PROBLEM TO SOLVE
Copy the data lines starting at the one containing "Exercise. For every instance of the shirt" and ending at the one containing "[(565, 79), (192, 382)]", with both of those lines included. Leave out every other line.

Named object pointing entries
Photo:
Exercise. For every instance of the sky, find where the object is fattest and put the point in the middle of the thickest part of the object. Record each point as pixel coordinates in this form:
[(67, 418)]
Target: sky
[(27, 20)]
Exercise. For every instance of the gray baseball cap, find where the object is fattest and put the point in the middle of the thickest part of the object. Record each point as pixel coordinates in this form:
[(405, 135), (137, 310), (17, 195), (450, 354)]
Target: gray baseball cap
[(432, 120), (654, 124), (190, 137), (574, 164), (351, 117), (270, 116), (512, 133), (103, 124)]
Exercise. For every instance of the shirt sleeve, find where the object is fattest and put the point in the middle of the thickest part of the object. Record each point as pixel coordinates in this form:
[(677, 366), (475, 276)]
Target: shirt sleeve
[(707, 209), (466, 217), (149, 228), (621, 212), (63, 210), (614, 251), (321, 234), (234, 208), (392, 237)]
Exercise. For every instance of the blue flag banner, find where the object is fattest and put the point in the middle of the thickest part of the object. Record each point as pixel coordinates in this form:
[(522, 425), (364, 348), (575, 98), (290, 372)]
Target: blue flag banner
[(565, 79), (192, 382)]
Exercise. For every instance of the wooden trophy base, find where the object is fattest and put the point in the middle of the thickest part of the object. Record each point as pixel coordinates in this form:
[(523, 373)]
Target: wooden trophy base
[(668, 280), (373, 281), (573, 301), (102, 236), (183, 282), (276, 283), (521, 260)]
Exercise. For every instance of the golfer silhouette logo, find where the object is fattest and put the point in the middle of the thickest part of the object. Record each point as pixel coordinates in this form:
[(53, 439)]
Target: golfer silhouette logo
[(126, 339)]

--

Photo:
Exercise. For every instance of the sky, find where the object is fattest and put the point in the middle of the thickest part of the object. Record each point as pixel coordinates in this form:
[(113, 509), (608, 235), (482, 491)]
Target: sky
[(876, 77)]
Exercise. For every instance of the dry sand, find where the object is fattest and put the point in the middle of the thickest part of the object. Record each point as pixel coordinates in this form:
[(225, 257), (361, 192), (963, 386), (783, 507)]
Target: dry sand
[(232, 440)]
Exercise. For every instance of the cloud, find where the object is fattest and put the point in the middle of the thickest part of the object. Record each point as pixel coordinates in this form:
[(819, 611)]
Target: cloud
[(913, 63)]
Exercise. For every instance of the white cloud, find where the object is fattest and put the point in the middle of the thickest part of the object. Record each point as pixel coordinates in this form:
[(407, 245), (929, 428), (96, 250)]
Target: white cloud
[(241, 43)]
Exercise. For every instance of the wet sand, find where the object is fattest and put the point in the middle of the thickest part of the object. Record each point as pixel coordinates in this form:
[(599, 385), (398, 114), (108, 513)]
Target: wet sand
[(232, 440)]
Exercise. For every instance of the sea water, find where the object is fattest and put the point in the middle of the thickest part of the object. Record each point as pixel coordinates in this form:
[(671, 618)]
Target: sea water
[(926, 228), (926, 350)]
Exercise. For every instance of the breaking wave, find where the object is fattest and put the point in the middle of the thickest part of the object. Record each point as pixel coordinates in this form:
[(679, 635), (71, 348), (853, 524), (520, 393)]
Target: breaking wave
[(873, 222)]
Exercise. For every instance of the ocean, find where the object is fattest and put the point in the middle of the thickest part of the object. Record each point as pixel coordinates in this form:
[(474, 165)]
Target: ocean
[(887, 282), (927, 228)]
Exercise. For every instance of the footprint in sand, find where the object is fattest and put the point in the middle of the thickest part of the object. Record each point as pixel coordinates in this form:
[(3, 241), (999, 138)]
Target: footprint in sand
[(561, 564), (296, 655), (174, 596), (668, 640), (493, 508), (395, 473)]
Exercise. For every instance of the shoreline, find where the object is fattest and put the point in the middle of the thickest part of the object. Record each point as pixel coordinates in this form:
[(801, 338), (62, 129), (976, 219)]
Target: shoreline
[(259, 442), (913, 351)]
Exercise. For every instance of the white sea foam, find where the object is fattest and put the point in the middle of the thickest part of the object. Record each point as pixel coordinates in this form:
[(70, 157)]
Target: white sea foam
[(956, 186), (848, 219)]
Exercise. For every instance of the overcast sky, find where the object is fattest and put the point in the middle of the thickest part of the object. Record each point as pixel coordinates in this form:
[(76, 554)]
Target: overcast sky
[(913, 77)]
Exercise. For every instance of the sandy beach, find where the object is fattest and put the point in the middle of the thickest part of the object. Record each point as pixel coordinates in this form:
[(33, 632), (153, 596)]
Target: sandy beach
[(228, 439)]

* * *

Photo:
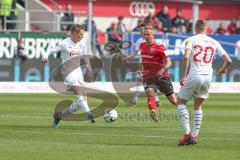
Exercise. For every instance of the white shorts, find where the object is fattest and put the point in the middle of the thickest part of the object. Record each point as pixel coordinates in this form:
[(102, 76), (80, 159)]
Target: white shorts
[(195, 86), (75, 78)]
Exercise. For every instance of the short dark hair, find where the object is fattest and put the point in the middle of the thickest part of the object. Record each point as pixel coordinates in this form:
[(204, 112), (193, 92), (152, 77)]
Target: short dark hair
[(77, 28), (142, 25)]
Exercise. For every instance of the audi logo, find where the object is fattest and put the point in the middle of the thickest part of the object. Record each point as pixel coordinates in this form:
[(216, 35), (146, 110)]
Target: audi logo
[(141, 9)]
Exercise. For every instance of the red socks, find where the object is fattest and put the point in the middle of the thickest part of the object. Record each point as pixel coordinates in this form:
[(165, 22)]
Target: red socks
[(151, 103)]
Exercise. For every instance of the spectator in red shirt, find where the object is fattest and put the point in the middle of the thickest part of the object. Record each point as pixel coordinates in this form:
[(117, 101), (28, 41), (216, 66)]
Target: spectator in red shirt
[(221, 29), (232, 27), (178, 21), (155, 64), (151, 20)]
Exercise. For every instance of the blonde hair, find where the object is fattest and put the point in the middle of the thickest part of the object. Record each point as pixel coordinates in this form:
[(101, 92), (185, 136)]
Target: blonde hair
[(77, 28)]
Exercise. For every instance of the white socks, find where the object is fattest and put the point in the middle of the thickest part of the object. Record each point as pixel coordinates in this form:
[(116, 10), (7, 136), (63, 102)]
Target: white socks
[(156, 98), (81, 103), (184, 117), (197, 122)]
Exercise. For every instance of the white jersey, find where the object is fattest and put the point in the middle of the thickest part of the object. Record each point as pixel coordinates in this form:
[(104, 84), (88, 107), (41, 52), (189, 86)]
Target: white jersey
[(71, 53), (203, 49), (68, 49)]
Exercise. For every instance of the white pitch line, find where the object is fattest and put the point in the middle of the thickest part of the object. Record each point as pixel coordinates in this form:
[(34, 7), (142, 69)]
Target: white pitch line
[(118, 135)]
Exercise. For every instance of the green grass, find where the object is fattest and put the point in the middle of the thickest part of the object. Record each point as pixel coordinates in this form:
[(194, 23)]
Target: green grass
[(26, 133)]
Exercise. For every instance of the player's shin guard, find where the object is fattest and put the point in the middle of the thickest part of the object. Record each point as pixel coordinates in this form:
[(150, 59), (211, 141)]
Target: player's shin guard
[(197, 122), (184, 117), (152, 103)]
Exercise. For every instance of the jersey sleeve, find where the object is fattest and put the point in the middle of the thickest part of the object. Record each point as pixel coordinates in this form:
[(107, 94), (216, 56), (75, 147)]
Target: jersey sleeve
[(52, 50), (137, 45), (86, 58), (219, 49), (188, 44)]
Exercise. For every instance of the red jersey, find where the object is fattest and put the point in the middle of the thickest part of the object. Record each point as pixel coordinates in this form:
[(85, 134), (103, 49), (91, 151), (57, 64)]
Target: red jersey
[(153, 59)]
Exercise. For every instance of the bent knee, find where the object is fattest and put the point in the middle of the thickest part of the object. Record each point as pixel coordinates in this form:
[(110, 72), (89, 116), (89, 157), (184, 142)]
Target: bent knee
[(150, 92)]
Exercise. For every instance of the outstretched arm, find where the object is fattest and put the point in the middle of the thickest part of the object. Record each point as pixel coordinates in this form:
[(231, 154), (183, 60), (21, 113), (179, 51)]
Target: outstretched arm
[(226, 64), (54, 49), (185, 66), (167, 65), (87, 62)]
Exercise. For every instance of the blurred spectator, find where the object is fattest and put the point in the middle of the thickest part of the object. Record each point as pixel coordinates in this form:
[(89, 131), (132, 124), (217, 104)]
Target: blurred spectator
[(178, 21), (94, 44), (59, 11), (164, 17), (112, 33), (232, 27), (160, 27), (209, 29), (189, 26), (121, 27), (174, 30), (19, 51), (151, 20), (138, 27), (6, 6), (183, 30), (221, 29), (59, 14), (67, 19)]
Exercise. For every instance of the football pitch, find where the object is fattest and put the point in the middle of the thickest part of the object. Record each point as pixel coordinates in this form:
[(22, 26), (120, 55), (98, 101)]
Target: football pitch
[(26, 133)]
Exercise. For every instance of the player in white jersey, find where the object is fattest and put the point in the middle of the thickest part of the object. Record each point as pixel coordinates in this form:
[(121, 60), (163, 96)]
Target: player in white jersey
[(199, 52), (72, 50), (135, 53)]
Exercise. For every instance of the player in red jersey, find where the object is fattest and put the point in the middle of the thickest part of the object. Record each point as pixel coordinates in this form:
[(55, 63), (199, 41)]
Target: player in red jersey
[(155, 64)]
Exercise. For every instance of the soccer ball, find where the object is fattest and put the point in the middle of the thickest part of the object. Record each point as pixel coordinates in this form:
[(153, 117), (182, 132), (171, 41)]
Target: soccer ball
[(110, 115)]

THE OUTPUT
Exercise. For every instance of the shirt sleeve, find where the object is fattest and put the point in the middle of the thickest part of the object. Record each point as pixel coordinates in this form:
[(677, 366), (475, 276)]
Target: shirt sleeve
[(707, 209), (466, 217), (149, 228), (621, 212), (63, 210), (614, 251), (321, 234), (234, 208), (392, 237)]
Exercise. For every instance of the blue flag banner, find where the object is fattest and put the point in the middle of the thickest part of the object. Record each point as pixel coordinates in this form:
[(522, 425), (364, 348), (575, 98), (290, 372)]
Target: blue flag banner
[(565, 79), (192, 382)]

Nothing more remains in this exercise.